**Tarefa proposta 1:**
Extraia, sem qualquer alteração, o trecho do texto sobre a realidade tornada virtualidade que começa com as palavras "Aquilo a que" e termina com "verdade dos factos.".
**Tarefa proposta 2:**
Continue o texto sobre a realidade tornada virtualidade a partir da última frase apresentada.

**Excerto do documento:**
Vivemos numa espécia de sono em que o sonho alterna com o pesadelo e em que corremos o risco de não distinguir entre ambos, tal a confusão gerada pelas ilusões com que os envolvem e que inviabilizam qualquer esperança de conhecero grau de identidade - se algum... que poderão ter com a verdade.
Aquilo a que chamamos "mundo" mudou muito, há já bastante tempo e de forma subreptícia e acelerada.
A "realidade", tal como a aprendemos e na qual decorriam as nossas vidas é hoje uma virtualidade. Nada, ou muito pouco, daquilo em que nos fazem crer, é real no sentido em que nos habituámos a identificar a realidade com a verdade dos factos.
E isto não decorre apenas da perversidade dos actuais ou potenciais detentores dos vários poderes, mas mas do modo como eles se relacionam entre si, numa vastíssima sociedade secreta que abarca no seu mutante secretismo todas as até há pouco consideradas "sociedades secretas". De vez em quando atiram-nos com uma nova "sociedade secreta" - caso de Bilderbeg - divulgada pelos próprios para que haja um osso democrático com que se entretenham os povos enquanto a Grande Sociedade Secreta Mundial trata de coisas sérias, das que nem os seus membros ainda têm perfeito conhecimento mas segundo as quais visam, com a multiplicação dos meios de que dispõem - e que, curiosamente, são os mesmos de que dispomos mas acérrimamente vigiados e controlados pelas mais diversas instâncias desse obscuro Poder - criar um mundo que os satisfaça a todos. Pretensão grandiosa e impossível que, muito provavelmente, terminará numa guerra em que se degladiem o real humano e as virtualidades da técnica.
É frequente quando alguém menciona um facto socialmente mais transcendente alguém dizer: "Este anda a ver muita televisão... E, contudo, muito do que nos chega nas séries da Fox e em vários documentários que, "et pour cause", só passam quando quem trabalha já se recolheu, descodificam muito dos processos que conduzem a factos "inexplicáveis" com que a comunicação social nos confronta diariamente e para os quais, segundo os nossos valores e imagem que guardamos de uma realidadee que já não o é, não encontramos explicação. Impotentes, lamentamos a proliferação desses factos e seguimos em frente sem nos apercebermos dessa nova realidade e da virtualidade que é viver numa sociedade há muito extinta.
A verdade é que a WEB não é apenas uma rede de pescar que alimenta a publicidade, mas uma rede de prender,de malhas cada vez mais fechadas, onde cada um de nós é, sem que disso se aperceba, um nó em linha com uma infinita e incontrolável infidade de ligações. Somos, sem nos darmos conta, os mensageiros de tudo o que, de melhor ou pior, os que tecem a rede nos deixam capturar. E fazêmo-lo sem certezas, Apenas com suspeitas, porque o mundo deixou de nos merecer confiança e já nos habituámos a viver com isso.

[Dados de anotação da localização de objetos]
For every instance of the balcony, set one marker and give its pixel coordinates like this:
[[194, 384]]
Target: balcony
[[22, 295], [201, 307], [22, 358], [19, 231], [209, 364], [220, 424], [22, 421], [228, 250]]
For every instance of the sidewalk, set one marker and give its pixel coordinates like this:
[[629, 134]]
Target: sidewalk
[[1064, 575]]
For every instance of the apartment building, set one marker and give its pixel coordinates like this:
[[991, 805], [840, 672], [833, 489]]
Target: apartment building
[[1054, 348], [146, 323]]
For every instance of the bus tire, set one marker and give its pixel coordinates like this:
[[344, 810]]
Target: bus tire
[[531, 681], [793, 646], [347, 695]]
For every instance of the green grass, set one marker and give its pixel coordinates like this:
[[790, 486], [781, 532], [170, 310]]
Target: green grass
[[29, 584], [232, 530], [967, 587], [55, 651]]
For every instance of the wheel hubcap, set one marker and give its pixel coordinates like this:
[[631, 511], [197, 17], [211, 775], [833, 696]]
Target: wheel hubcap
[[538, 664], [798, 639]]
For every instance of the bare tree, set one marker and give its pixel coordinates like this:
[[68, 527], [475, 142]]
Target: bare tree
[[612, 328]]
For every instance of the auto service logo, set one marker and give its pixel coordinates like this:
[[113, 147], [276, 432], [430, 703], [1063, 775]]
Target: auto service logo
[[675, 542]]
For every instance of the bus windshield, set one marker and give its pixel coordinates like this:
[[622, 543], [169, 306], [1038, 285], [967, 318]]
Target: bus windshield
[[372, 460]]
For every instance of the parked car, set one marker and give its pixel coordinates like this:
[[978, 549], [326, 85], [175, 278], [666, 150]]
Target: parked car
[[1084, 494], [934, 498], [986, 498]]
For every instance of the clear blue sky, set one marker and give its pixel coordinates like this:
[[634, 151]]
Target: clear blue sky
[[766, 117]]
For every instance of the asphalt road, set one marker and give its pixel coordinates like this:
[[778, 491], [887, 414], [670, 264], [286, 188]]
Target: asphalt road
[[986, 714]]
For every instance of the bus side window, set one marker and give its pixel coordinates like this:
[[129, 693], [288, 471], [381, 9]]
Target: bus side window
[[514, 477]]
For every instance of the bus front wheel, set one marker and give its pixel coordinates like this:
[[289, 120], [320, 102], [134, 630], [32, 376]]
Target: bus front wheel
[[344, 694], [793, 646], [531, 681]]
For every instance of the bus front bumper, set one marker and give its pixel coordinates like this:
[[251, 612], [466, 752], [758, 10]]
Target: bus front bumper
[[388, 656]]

**Resposta 1:**
Aquilo a que chamamos "mundo" mudou muito, há já bastante tempo e de forma subreptícia e acelerada.
A "realidade", tal como a aprendemos e na qual decorriam as nossas vidas é hoje uma virtualidade. Nada, ou muito pouco, daquilo em que nos fazem crer, é real no sentido em que nos habituámos a identificar a realidade com a verdade dos factos.

**Resposta 2:**
Sabemos que enquanto escrevemos alguém nos vai lendo, que as comunicações de voz são quase públicas e mesmo gravadas, sabemos, porque a verdadeira realidade assim o exige, que, para nossa segurança, vivemos sob aturada vigilância. A liberdade, tão valorizada e proclamada como valor primordial, reduz-se à liberdade de um Charlie.
Daí a saudável necessidade de, por uma questão de consciência, nos alhearmos do que apenas existe porque nos dizem, dos que afirmam fazer opinião, dos que, manhosamente,afirmam ser seu desejo dar-nos espaço para pensar (como eles, claro!), dos que se pavoneiam de gravata roxa ou de qualquer outra cor no intuito de irem criando a sua própria rede, rede que, ignoram eles, será apertada pelas fortes malhas das circunstâncias.
O que se passou agora na Grécia, seja qual for o desfecho, foi a tentativa de um Povo que descobriu as virtualidades da inteligência de provar que há quem creia que a realidade, por pior que seja, ainda é possível. Aquilo é verdade!
Por cá congregar-se-ão linhas partidárias, ideais, movimentos, circulos, e os habituais topa-tudo que nunca desperdiçaram um contacto e que, subservientemente, se disporão a po-los ao serviço de todas as causas. Porque já não é de ideiologias que se trata, nem sequer de ideais. É de Poder que se trata e daquilo que o alimenta. É essa a motivação que faz emergir insuspeitas colónias de prestáveis servidores.
Não é de espantar que a Religião regresse ao papel que sempre teve na vida das comunidades humanas. A Religião é, em si, a essência do transcendente, do que não precisa ser explicado nem útil porque é inerente ao Homem, iniciático e alheio a todas as entropias que os séculos e o conhecimento acumulem.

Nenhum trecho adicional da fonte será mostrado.